### Text section
Meanwhile, if I subscribed to the Naxos website, I could just play it on my computer. Like the man says, soon there’ll be no such thing as a deleted album.
My current computer speakers are crap. Cheaply plastic and cheaply plastic sounding, with no facility to moderate the treble. Maybe the time has come to get better ones. Will that make a big difference? I’m guessing: yes. I now have room for such speakers, what with me now having a flat computer screen and a space where the bulge at the back used to be.
Anyway, this is just me telling myself not to forget about Frederick May’s string quartet.
Well, quite dangerous.
Incoming:
To Brian Micklethwait,
As a reader of your blog, I think it would be wonderful if you could publicize this very important and quite dangerous development. The press in France is not only an instrument of the government and leftish PC thought, but it apparently considers itself beyond criticism, and is willing to use the legal system to silence and punish anyone who dares criticize the press itself.
France 2 and Charles Enderlin are suing private citizens for defamation for calling them liars online.
France 2’s outrageous assault on the right to free speech in France, which barely exists at this point (if it ever did exist; the conviction of Emile Zola in the Dreyfus Affair is a typical precedent), appears to be ongoing and very successful.
I was in Paris for recently writing about this. Here are my first three posts; there will be more coming:
http://neo-neocon.blogspot.com/2006/10/im-off-to-palais-de-justice.html
http://neo-neocon.blogspot.com/2006/10/facade-encountering-palais-de-justice.html
http://neo-neocon.blogspot.com/2006/10/behind-facade-of-justice-french.html
Thanks!
Neo-neocon
Access over 1 million songs - Yahoo! Music Unlimited Try it today.
I have added neo-neocon to the blogroll.
On Saturday afternoon, I spotted this vehicle outside Sainsbury’s in Wilton Road:
Click to get it bigger, i.e. so you can read what it says on the side. When I did that, and googled it, I immediately got to this blog.

### Source information
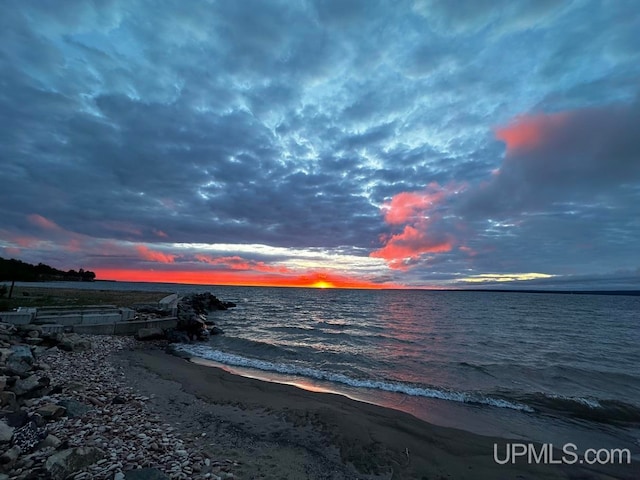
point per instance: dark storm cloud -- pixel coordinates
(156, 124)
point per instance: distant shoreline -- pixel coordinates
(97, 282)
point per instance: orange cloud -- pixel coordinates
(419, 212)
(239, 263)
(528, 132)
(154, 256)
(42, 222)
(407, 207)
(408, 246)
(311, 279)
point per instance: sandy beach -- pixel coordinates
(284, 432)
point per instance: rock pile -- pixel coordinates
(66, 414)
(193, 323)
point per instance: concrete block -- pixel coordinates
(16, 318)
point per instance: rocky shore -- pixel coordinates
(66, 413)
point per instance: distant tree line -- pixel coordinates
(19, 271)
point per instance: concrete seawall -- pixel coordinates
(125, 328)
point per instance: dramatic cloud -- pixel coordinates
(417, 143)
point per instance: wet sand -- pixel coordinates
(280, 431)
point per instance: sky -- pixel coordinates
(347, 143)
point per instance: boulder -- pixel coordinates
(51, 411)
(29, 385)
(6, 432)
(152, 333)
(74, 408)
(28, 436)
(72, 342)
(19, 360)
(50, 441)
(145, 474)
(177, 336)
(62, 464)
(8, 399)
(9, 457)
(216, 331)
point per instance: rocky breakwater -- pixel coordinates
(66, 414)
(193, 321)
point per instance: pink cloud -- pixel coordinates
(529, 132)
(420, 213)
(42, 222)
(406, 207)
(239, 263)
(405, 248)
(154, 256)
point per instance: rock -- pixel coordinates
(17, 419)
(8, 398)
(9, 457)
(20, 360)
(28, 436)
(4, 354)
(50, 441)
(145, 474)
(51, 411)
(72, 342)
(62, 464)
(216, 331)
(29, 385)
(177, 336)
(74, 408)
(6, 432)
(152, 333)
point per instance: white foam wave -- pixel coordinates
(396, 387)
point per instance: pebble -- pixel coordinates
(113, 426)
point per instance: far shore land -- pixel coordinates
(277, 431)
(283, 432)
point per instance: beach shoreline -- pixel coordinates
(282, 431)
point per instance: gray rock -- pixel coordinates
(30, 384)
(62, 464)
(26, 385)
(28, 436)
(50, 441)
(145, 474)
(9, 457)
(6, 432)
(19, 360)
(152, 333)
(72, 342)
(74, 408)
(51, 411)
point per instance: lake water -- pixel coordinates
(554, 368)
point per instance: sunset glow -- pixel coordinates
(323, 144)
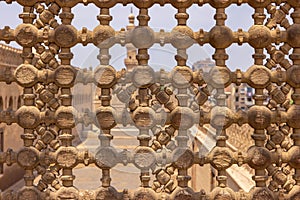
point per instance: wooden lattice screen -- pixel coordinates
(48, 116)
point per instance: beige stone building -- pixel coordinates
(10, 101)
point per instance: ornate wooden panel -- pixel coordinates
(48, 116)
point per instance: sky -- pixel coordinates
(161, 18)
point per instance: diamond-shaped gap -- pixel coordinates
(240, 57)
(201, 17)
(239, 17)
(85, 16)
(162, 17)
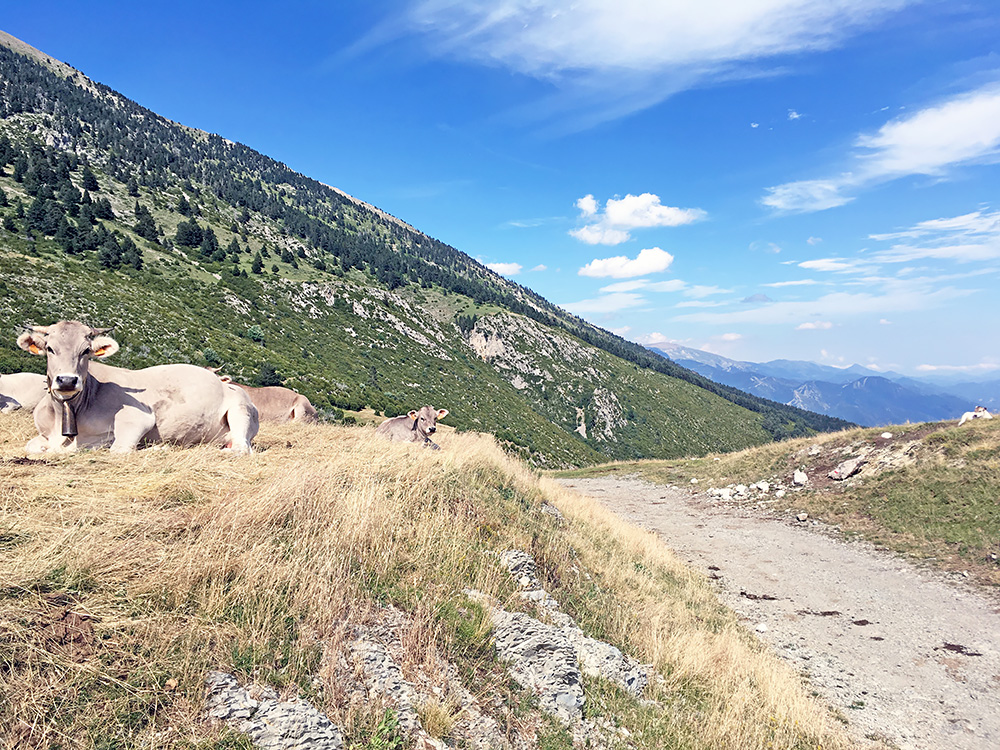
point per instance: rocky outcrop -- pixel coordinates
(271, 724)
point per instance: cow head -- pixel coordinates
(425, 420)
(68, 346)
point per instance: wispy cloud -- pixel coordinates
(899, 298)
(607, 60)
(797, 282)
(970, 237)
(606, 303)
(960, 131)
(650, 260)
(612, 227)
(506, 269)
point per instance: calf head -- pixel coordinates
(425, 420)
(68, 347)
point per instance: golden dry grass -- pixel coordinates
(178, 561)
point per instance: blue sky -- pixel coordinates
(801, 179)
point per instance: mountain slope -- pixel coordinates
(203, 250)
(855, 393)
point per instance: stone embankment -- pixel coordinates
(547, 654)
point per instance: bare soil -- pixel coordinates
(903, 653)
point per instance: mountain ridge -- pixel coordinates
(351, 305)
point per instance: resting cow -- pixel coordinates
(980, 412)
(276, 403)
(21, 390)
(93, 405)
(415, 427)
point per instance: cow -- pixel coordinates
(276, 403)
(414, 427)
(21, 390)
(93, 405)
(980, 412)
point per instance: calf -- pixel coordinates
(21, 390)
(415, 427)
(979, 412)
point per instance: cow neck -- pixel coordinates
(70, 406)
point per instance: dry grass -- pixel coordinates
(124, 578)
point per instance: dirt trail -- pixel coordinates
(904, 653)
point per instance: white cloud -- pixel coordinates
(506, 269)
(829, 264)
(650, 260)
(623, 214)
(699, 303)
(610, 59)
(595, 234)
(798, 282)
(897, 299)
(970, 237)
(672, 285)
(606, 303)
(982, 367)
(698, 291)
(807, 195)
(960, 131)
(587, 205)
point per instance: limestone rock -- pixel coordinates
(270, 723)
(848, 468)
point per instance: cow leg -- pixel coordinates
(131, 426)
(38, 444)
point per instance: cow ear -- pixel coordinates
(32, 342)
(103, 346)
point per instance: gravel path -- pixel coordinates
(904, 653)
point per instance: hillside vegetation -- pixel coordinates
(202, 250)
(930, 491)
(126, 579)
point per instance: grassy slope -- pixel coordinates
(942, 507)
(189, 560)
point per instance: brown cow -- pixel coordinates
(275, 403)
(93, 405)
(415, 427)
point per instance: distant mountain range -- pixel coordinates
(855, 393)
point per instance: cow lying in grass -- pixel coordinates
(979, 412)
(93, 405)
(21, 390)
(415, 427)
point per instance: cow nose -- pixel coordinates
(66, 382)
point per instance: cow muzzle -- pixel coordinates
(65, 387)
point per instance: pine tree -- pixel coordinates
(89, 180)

### Problems to solve
1 > In the blog post, who is suing private citizens for defamation?
2 > Translate this sentence from the blog post into Spanish: "France 2 and Charles Enderlin are suing private citizens for defamation for calling them liars online."

### Answers for the tasks
1 > France 2 and Charles Enderlin.

2 > France 2 y Charles Enderlin están demandando por difamación a ciudadanos particulares por llamarlos mentirosos en internet.